_Task goal_
The required result is the exact run of lines beginning at the one containing "Each instance receives one keypoint. Mark the giant" and ending at the last line of the entries.

_Records supplied_
--- Begin ---

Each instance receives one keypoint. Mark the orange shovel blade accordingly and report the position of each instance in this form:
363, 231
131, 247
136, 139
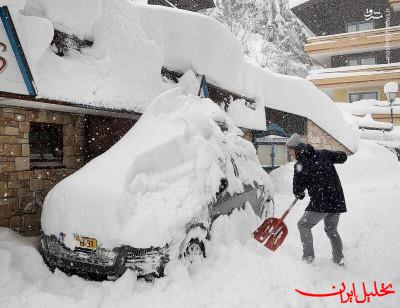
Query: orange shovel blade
271, 233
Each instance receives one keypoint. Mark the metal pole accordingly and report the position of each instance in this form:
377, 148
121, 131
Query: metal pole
391, 109
391, 112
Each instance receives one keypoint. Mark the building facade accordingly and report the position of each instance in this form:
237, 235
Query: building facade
357, 42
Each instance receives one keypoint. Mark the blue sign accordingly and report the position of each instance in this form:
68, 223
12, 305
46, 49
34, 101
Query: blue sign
15, 75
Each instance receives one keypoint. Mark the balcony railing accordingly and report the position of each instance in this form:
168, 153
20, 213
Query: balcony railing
353, 42
355, 75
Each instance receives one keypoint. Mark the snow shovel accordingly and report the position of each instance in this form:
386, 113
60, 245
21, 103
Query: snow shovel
273, 231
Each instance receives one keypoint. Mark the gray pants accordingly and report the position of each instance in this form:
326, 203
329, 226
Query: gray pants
309, 220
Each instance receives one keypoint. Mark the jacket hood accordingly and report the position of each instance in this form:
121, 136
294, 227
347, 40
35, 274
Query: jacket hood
304, 151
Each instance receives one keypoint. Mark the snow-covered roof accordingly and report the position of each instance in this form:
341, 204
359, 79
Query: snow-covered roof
132, 41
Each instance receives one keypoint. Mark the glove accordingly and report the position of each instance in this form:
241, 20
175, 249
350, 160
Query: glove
301, 196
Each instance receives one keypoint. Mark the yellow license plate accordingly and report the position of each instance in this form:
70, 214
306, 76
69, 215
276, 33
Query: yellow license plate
86, 242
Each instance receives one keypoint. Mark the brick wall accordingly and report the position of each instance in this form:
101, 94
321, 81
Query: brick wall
22, 189
320, 139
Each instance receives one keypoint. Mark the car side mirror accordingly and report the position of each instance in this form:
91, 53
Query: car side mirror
222, 186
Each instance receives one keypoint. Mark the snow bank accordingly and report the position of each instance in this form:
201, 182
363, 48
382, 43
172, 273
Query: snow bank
72, 16
133, 41
121, 70
238, 272
161, 180
220, 57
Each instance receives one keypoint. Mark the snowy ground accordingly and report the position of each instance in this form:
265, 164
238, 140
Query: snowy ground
239, 272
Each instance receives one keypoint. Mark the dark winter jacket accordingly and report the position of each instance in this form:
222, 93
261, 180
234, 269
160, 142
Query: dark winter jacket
315, 172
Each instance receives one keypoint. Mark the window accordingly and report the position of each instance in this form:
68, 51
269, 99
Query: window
360, 26
46, 145
361, 61
354, 97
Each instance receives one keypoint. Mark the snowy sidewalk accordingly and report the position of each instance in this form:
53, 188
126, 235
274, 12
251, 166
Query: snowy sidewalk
239, 272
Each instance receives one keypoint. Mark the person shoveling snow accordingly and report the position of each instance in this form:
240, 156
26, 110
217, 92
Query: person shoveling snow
315, 171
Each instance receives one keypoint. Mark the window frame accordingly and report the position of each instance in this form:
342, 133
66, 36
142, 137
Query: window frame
359, 59
361, 93
44, 160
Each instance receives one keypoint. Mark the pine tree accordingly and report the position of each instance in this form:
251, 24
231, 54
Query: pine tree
271, 34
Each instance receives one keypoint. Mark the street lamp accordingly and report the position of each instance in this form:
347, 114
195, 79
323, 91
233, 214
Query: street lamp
391, 89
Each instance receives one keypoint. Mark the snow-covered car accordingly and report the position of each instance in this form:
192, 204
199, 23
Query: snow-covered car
153, 197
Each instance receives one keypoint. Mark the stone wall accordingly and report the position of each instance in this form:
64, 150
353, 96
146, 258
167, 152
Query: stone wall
320, 139
22, 188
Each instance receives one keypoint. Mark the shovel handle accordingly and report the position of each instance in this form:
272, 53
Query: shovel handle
288, 210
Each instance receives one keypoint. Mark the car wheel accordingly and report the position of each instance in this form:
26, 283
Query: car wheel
195, 251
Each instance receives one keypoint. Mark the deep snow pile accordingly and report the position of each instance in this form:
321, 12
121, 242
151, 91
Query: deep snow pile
162, 173
238, 271
131, 43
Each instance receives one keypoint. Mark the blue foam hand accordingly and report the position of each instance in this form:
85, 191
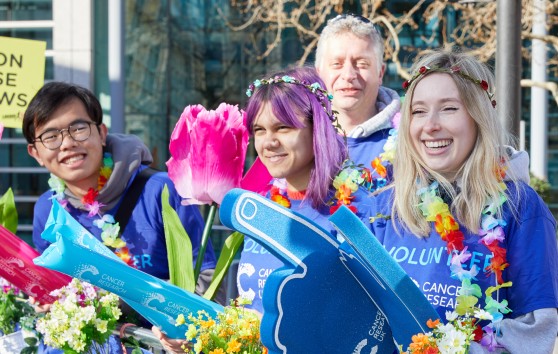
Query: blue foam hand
382, 278
61, 222
312, 304
155, 299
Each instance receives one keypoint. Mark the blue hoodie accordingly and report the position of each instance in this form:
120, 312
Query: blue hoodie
532, 254
256, 263
144, 234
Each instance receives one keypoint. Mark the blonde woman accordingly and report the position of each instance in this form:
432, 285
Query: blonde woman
462, 215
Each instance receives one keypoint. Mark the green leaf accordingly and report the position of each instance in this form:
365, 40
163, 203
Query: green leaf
8, 212
179, 247
230, 248
29, 350
31, 341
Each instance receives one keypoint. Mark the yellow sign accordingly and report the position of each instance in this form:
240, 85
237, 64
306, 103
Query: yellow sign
22, 74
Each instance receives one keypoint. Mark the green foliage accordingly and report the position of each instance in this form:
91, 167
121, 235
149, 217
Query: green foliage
179, 247
230, 248
11, 311
540, 186
30, 350
132, 342
8, 212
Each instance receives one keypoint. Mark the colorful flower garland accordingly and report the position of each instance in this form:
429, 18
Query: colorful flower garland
106, 222
492, 233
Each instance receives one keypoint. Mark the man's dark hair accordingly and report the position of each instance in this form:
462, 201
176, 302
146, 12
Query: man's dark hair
53, 96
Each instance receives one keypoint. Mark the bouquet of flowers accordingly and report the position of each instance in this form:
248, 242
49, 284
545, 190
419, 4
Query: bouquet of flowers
11, 310
237, 330
454, 337
81, 320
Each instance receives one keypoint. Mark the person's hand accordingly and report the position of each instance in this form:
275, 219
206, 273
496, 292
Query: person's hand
38, 307
170, 345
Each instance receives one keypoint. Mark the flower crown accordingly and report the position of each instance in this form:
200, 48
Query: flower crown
315, 88
424, 70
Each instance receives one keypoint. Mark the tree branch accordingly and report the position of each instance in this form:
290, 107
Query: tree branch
550, 86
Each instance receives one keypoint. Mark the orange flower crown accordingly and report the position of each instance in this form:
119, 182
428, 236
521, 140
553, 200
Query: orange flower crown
425, 70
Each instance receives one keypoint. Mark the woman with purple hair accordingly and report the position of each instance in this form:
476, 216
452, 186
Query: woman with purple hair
291, 120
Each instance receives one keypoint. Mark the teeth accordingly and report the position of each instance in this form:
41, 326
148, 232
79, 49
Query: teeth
275, 158
73, 159
437, 144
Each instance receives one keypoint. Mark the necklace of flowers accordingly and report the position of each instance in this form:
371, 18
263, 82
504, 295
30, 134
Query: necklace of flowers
492, 233
106, 222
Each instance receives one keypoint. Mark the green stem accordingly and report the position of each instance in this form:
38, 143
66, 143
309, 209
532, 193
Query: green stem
205, 239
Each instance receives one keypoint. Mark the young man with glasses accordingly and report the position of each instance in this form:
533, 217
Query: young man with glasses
66, 134
349, 59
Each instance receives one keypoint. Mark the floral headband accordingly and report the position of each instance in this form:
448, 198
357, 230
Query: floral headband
455, 70
315, 88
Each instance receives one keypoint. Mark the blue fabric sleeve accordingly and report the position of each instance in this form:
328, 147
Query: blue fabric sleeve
533, 265
40, 217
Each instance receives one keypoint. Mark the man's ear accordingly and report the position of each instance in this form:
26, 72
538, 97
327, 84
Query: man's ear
32, 150
103, 132
382, 71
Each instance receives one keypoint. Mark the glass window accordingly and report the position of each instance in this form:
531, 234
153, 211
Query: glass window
25, 10
37, 34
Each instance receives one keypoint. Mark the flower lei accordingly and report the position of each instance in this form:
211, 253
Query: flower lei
347, 183
279, 192
492, 233
106, 222
424, 70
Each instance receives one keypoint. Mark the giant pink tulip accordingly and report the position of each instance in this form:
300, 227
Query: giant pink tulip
208, 150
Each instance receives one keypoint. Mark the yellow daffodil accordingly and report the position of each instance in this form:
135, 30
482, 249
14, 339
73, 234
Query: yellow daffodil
437, 208
233, 346
180, 320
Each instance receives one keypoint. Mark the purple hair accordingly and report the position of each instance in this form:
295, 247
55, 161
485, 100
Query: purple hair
288, 102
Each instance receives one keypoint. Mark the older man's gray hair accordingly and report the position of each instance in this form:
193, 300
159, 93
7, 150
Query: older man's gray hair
350, 24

--- End ---

_Task answer_
Each instance receives one keypoint. Mark the giant pink tulip accordingly and report the position of each instance in this form:
300, 227
Query: giant pink tulip
208, 150
Each instance receives one keypoint. Mark the yellow daffodil accordingly and report the position of each instance in this form:
135, 30
482, 249
14, 339
73, 234
Query: yellow daffodil
437, 208
233, 346
180, 320
Each instance receives one keypoint. Mark the purple hair accordingly and report the position of each instance in this form:
295, 247
55, 161
485, 100
Query: purple hair
288, 102
Each instance receives one keypoint. Mark the older man's gray hair accordingly and report the position of each instance in this form:
193, 300
159, 93
7, 150
Query: older man's gray hair
350, 24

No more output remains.